REQUIRED TASK 1: According to the excerpt on the Far East program, how much are companies expected to invest under the plan, and over what period?

Economic Development Minister Andrei Belousov said the Cabinet was scheduled to revisit the spending issue in September. He supported the Far East program.

Under the plan, companies are expected to invest 6.8 trillion rubles in 2014-2025.

Siluanov also attempted to play down expectations that there will be sweeping tax cuts for new projects in the region. President Vladimir Putin authorized only measures to reduce property and profit taxes, Siluanov said.

He said the Far East program envisaged cuts to more taxes, such as the value-added tax.

"This is much broader than what we agreed on," he said. "We have reserved strong objections on that part."

Medvedev said some tax relief was close to being enshrined in law. The Cabinet will later this month submit to the State Duma a bill that will introduce tax rebates, he said.

Later in the day, Medvedev elaborated on the legislation, saying it targeted the profit tax. That tax would not apply for five years to new projects with significant investment, and equal half of the standard 20 percent rate over the following five years, Medvedev said at a conference of the Russian Union of Industrialists and Entrepreneurs, or RSPP, a big business lobby.

Object pointing dataset rows:
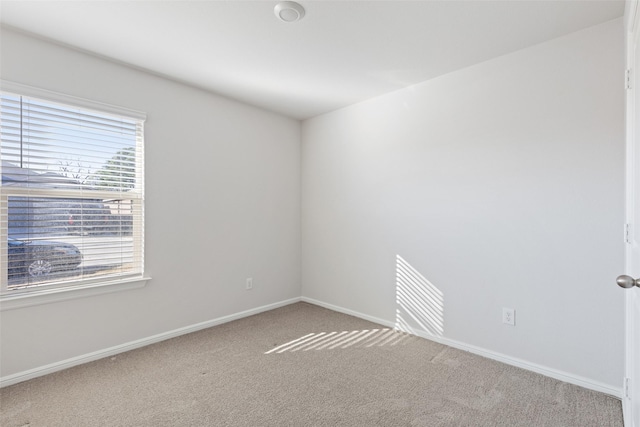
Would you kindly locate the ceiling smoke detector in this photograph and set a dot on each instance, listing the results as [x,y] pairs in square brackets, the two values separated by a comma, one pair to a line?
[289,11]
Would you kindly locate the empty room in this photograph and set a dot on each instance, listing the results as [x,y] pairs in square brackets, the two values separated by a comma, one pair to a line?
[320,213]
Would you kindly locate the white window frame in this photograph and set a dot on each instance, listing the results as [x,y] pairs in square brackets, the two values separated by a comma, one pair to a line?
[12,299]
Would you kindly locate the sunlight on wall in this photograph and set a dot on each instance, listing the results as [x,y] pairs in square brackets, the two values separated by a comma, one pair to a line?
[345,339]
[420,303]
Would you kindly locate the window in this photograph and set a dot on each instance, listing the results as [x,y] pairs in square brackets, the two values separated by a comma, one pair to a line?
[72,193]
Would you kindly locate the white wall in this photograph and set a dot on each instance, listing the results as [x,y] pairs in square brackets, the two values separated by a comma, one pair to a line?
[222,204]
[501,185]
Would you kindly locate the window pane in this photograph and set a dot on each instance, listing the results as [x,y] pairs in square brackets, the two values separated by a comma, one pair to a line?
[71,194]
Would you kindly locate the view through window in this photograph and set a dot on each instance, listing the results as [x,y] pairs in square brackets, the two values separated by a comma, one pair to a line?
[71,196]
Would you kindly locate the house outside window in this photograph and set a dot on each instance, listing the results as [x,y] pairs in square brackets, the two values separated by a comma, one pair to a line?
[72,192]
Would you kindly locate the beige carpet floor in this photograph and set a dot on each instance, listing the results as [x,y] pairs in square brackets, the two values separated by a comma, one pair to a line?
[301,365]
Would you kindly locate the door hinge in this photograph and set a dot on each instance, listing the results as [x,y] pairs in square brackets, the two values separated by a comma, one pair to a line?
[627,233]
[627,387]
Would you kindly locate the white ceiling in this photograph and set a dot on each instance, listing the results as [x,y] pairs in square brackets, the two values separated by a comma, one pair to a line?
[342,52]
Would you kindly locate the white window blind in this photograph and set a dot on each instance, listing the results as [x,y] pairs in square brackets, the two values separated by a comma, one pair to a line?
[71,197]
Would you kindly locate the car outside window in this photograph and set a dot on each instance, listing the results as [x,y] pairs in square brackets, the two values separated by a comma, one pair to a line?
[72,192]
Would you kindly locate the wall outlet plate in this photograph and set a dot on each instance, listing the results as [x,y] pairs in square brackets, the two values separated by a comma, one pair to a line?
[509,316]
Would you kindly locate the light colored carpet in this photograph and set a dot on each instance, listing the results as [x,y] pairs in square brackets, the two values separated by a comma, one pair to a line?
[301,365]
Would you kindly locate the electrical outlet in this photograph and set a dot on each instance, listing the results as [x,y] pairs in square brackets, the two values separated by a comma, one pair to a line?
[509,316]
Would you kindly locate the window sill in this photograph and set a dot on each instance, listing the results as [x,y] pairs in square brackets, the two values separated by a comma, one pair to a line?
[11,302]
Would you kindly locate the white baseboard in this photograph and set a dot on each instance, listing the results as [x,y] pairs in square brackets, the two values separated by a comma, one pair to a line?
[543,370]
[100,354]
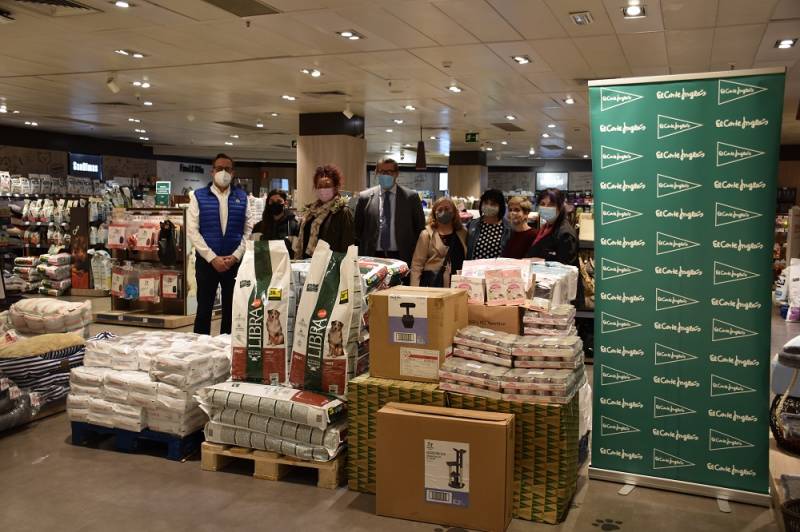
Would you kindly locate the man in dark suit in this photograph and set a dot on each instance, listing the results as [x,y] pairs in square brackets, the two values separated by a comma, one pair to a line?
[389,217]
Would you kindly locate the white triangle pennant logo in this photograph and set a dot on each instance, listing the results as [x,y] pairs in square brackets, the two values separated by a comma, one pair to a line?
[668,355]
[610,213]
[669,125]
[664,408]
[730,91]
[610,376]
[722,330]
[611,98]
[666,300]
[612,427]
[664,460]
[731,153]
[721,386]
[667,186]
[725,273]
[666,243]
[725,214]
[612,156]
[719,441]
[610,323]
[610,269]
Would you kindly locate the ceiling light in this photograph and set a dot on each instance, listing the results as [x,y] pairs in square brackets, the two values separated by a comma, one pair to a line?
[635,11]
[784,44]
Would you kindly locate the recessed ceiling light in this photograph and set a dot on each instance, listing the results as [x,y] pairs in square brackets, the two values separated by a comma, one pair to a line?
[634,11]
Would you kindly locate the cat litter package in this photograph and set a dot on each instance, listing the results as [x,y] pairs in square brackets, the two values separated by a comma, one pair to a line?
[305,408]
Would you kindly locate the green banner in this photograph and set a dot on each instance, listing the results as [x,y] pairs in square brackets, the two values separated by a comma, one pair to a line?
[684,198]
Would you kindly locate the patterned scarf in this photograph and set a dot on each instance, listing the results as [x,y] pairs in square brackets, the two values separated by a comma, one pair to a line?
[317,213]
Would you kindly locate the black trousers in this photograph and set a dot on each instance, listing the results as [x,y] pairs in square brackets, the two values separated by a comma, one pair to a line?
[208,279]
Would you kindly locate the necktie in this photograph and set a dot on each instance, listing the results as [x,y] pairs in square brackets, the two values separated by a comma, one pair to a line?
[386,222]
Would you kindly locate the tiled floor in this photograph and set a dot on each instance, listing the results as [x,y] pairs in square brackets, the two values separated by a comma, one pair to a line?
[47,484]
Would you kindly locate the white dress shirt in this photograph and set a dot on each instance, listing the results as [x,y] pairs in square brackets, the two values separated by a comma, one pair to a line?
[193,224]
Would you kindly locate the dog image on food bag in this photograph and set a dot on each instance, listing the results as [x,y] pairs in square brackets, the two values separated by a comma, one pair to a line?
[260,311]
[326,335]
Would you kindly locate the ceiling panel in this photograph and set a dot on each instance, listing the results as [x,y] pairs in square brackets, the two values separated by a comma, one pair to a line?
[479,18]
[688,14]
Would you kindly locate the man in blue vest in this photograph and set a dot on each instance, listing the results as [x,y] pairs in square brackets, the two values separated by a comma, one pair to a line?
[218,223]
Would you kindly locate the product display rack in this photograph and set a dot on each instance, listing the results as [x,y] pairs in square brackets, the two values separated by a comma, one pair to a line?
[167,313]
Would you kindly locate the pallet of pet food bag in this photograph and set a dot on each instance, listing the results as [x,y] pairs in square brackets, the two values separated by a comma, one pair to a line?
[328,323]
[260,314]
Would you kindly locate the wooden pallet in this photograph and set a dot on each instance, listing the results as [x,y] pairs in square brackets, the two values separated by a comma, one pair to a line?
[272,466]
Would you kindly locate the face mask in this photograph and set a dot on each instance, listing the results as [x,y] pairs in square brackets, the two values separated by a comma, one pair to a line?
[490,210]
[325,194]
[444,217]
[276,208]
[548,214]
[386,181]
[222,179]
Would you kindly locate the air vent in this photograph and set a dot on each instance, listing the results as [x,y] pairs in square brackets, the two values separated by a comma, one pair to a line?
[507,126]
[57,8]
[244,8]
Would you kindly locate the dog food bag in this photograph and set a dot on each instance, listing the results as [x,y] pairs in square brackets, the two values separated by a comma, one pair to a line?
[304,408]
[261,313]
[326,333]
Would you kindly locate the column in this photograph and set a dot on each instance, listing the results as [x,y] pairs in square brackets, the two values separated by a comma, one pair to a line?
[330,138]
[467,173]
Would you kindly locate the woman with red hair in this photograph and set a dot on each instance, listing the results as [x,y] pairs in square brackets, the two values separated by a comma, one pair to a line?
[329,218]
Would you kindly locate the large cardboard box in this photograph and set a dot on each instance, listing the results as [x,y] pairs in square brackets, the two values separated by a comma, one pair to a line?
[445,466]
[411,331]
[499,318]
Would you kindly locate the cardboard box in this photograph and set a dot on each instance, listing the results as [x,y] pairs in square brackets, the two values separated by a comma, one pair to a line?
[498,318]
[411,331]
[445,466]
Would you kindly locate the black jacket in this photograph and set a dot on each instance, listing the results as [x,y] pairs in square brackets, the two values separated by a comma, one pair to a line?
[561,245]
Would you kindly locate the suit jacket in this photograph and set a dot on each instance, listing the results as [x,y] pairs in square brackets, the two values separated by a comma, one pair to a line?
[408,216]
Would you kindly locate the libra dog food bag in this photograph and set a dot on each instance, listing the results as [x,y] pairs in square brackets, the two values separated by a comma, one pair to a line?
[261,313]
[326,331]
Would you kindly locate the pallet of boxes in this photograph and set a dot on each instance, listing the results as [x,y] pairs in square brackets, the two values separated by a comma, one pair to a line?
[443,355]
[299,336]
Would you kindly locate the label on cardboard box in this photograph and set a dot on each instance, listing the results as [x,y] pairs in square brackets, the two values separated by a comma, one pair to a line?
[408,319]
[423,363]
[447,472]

REQUIRED TASK 2: Show every line of the rows above that contains the word "carpet".

TASK RESPONSE 1: 6.8 trillion rubles in 2014-2025.

TASK RESPONSE 2:
Would you kindly locate the beige carpet floor in this photograph and set a dot on each instance, listing the results as [x,y] pairs in square brackets, the two values separated by a comma, one pair to a line?
Would you kindly locate the light colored carpet in this photograph and set a dot on each instance, listing the results as [x,y] pairs in square brackets, the two values separated by a comma, one pair to a line?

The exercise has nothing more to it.